Goal
Reproduce only the lines that run from the line with "of the grey" to the last line of the material, both ends included, exactly as they appear.

Stored data
+-------+

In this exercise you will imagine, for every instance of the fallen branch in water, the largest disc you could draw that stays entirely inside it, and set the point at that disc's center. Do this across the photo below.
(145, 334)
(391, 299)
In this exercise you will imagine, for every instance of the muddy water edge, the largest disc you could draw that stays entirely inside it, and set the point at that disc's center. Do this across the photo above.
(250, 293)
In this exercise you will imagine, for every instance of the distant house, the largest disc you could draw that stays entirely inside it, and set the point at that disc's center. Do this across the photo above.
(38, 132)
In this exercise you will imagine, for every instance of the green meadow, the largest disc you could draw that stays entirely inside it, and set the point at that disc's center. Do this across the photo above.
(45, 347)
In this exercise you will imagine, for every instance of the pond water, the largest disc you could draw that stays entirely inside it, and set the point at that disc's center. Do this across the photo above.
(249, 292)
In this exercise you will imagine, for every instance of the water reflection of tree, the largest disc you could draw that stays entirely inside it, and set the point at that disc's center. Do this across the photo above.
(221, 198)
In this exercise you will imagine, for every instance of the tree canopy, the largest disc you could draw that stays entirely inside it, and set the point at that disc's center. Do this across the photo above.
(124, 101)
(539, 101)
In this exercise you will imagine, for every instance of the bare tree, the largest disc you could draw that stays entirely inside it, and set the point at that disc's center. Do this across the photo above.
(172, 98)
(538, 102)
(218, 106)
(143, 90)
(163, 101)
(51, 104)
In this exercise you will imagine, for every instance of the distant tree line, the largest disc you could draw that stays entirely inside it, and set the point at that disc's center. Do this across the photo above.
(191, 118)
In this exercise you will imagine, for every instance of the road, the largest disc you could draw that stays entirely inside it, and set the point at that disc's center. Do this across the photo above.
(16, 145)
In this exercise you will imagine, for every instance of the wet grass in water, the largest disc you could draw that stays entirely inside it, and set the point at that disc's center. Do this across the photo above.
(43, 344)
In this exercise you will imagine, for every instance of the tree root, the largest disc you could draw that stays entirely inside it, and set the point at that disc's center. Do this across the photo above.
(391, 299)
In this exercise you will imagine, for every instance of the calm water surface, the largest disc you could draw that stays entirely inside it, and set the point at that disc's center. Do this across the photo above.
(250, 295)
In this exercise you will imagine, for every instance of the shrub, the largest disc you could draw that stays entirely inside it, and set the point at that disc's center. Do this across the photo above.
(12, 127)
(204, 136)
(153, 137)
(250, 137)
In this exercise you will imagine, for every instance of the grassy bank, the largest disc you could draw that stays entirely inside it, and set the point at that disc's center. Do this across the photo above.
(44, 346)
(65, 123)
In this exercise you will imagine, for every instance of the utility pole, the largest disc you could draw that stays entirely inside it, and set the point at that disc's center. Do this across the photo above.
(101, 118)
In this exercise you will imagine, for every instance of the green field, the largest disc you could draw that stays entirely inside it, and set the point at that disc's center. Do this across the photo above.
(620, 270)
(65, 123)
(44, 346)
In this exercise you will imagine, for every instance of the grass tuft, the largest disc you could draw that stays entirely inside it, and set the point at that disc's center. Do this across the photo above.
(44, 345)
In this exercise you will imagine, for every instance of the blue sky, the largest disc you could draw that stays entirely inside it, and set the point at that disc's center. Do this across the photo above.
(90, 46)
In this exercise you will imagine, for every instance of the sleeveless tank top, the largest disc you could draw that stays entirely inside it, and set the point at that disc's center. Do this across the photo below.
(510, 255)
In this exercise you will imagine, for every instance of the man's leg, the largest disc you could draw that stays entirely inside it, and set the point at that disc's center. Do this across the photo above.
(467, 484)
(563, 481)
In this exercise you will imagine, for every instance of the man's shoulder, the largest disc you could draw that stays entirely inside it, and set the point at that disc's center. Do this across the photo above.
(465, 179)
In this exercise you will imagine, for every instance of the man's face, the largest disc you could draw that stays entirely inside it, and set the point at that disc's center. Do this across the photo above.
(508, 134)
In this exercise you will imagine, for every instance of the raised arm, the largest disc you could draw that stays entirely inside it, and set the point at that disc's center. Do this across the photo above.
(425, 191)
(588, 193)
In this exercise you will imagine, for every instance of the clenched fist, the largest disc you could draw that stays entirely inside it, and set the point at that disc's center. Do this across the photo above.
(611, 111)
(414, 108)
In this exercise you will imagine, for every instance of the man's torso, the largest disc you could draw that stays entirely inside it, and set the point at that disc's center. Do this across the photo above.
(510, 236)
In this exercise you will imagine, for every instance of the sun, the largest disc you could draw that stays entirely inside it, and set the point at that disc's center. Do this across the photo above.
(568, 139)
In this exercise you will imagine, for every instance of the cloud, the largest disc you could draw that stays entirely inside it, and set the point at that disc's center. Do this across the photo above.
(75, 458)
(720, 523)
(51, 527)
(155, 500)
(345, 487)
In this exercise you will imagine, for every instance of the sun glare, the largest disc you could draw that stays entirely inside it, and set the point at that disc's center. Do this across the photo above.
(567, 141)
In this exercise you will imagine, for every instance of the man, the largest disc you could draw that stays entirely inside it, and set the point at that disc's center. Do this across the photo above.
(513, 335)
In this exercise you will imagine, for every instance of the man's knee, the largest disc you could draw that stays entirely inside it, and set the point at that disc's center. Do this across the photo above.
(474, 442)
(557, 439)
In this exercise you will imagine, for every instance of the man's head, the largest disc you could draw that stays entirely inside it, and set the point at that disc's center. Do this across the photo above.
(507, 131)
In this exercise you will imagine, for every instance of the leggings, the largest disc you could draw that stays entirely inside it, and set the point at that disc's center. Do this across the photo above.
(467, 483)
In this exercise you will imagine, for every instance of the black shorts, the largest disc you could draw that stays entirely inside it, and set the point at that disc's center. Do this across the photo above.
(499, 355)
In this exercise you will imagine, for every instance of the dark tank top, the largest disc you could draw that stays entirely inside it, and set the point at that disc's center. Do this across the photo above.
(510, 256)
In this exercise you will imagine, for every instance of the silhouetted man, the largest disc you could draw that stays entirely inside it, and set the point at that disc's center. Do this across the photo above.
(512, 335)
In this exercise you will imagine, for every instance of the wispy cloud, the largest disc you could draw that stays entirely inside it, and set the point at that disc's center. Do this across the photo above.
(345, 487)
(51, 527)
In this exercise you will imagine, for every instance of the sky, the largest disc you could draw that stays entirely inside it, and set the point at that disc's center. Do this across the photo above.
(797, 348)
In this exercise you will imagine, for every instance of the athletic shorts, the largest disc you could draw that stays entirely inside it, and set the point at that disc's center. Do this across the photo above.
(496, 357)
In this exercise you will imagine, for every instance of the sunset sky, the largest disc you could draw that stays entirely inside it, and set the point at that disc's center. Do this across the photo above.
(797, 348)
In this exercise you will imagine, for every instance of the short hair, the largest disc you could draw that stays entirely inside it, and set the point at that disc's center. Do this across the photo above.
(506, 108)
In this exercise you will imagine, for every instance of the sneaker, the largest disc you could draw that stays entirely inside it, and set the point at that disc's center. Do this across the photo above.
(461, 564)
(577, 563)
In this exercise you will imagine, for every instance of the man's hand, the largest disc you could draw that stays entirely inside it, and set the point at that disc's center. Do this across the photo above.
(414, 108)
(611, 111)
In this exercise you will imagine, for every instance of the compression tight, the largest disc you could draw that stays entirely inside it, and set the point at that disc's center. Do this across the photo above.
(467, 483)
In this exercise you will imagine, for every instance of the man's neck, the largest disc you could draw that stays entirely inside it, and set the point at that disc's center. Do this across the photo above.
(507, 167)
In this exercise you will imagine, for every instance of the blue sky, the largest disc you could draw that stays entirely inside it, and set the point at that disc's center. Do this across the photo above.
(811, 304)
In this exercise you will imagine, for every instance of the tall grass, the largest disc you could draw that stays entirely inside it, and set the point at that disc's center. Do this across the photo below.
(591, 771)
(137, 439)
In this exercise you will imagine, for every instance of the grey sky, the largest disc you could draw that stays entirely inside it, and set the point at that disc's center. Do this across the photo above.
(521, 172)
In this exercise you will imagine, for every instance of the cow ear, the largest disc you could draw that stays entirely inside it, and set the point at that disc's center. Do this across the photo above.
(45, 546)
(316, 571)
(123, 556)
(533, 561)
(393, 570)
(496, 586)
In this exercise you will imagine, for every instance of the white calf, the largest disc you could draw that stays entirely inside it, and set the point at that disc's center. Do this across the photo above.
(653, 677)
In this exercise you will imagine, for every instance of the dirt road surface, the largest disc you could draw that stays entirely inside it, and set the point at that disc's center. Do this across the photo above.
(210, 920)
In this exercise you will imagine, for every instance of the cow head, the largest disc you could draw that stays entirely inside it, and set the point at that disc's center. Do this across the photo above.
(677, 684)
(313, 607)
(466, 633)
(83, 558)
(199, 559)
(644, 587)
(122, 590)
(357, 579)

+-------+

Response to the task
In this exercise you will imagine, for every instance of the grey sky, the largest disc you could draw that stays entirely inside it, and set the point at that disc's center. Do this across the photo above.
(521, 172)
In this exercise you will imagine, for every instance of the cow ear, the largest disc you could draw that stays entirely inside it, and set the point at that disc's center. Do this across the photo above.
(45, 546)
(316, 571)
(123, 556)
(533, 561)
(393, 570)
(496, 586)
In this exercise you will imagine, for every instance of the white calf, the largest disc you could draw that stays entirely inside it, and set the point at that disc's center. Do this across the photo above.
(653, 677)
In this exercise you will imagine, for every instance of the dirt road surface, the largest disc you could draw that stays entirely inside it, and set the point at that disc's center. Do this across the photo above.
(210, 920)
In this exercise you will imagine, for every instance of the cow head, the largest disc you could draw that stays entirely inside it, and set the point at that disc's center. Do this across the photo above.
(677, 684)
(313, 607)
(466, 633)
(83, 558)
(199, 559)
(644, 587)
(122, 590)
(357, 579)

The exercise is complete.